» TEXTAUSZUG:
....
Tortoise @ Hansa39, München, 2016-05-29

tortoise

Über die durchwachsene Qualität des aktuellen Tortoise-Tonträgers ‚The Catastrophist‘ (2016, Thrill Jockey) war vor kurzem einiges zu lesen, auch hier war die Begeisterung nicht das, was man überbordend nennt, vom Konzertbesuch durfte dies trotz allem nicht abhalten, zu gut ist der Ruf der Band aus Chicago als exzellente Live-Attraktion, und Iron Maiden im Olympiastadion wäre (trotz ordentlicher aktueller ‚Book Of Souls‘-Scheibe) ob des seit Tagen anhaltenden Frühlingsgewitter-Wetters ohnehin keine Alternative gewesen.
Pure Freude vom Start weg bereitete der Auftritt des Quintetts im sehr gut gefüllten Hansa39-Saal, wie perfekt ineinander greifende Uhrwerk-Mechanik spielten die Herren McEntire, McCombs, Bitney, Parker und Herndon groß auf, so wie sich die fünf Musiker immer wieder multifunktional begabt an den Instrumenten abwechselten und so eine basisdemokratische Gruppen-Philosophie ohne hervorstechenden Band-Leader konzertant umsetzten, so perfekt harmonierte der stilistische Mix aus Fusion-Jazz, Kraut-, Prog- und Post-Rock, Dub und Ambient in sich gegenseitig bereichernder Koexistenz.
....
» ERFASSTES MATERIAL:
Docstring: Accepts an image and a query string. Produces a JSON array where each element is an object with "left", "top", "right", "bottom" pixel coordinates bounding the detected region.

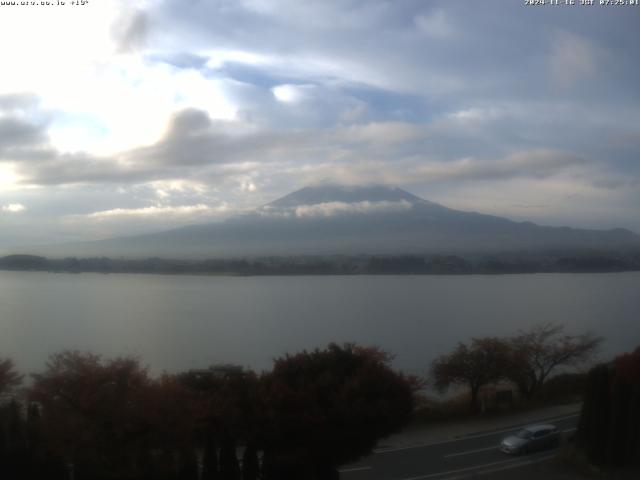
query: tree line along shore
[{"left": 0, "top": 251, "right": 640, "bottom": 275}]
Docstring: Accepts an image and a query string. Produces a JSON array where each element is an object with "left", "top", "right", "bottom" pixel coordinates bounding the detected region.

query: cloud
[
  {"left": 294, "top": 200, "right": 412, "bottom": 218},
  {"left": 86, "top": 203, "right": 229, "bottom": 219},
  {"left": 549, "top": 32, "right": 597, "bottom": 88},
  {"left": 415, "top": 149, "right": 586, "bottom": 182},
  {"left": 2, "top": 203, "right": 27, "bottom": 213},
  {"left": 271, "top": 84, "right": 315, "bottom": 103},
  {"left": 112, "top": 9, "right": 149, "bottom": 52}
]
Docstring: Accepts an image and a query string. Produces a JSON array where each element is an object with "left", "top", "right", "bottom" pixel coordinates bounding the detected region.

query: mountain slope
[{"left": 37, "top": 185, "right": 640, "bottom": 257}]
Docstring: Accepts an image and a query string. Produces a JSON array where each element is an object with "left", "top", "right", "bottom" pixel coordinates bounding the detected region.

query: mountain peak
[{"left": 266, "top": 184, "right": 428, "bottom": 208}]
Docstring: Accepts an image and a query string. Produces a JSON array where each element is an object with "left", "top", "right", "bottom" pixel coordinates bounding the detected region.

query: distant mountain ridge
[{"left": 32, "top": 185, "right": 640, "bottom": 258}]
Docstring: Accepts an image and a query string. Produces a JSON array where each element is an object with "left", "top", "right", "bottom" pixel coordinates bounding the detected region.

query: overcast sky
[{"left": 0, "top": 0, "right": 640, "bottom": 246}]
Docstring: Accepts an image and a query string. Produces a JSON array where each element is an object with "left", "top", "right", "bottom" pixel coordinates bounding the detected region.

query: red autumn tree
[
  {"left": 431, "top": 337, "right": 510, "bottom": 410},
  {"left": 29, "top": 351, "right": 154, "bottom": 478},
  {"left": 507, "top": 322, "right": 602, "bottom": 399},
  {"left": 263, "top": 344, "right": 417, "bottom": 480}
]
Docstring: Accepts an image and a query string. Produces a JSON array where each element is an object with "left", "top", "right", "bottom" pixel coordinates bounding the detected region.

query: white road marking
[
  {"left": 441, "top": 455, "right": 553, "bottom": 480},
  {"left": 373, "top": 413, "right": 580, "bottom": 455},
  {"left": 444, "top": 445, "right": 499, "bottom": 458},
  {"left": 402, "top": 454, "right": 555, "bottom": 480},
  {"left": 338, "top": 466, "right": 371, "bottom": 473}
]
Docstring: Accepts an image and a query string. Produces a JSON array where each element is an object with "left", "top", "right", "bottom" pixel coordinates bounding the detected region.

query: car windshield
[{"left": 516, "top": 429, "right": 533, "bottom": 440}]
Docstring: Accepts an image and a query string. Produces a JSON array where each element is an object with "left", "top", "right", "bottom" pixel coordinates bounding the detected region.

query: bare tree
[
  {"left": 431, "top": 337, "right": 510, "bottom": 410},
  {"left": 0, "top": 358, "right": 23, "bottom": 398},
  {"left": 507, "top": 322, "right": 602, "bottom": 399}
]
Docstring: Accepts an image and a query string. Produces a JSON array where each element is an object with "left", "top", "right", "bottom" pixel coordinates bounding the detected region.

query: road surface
[{"left": 340, "top": 414, "right": 578, "bottom": 480}]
....
» ARBEITSAUFTRÄGE:
**a)** Aus welcher Stadt kommt die Band laut dem Konzertbericht?
**b)** Schreiben Sie den Konzertbericht über den Tortoise-Auftritt im Hansa39 nach seinem letzten Satz um einige Sätze weiter.

» ERWARTETE LÖSUNGEN:
**a)** Aus Chicago.

**b)**
Lediglich Eleventh-Dream-Day-/Brokeback-Urgestein Douglas McCombs beschränkte sich auf das Musizieren an den Saitenintrumenten, der Rest der Combo brillierte im fliegenden Wechsel an Korg-/ Elektronik-/Synthie-Geräten, Schlagwerk, Gitarren, Bass und Vibraphon und sorgte so für permanent hohes musikalisches Spannungsniveau.
Die Band wäre wohl gut beraten gewesen, hätte sie ihr aktuelles ‚Catastrophist‘-Material konzertant eingespielt, die sieben aus dem neuen Werk dargebotenen Stücke entfalteten im Live-Vortrag eine betörende Dynamik und einen rhythmischen Drive, den man dem Material aufgrund konservierter Tonträger-Dokumentation nicht zwingend zugetraut hätte.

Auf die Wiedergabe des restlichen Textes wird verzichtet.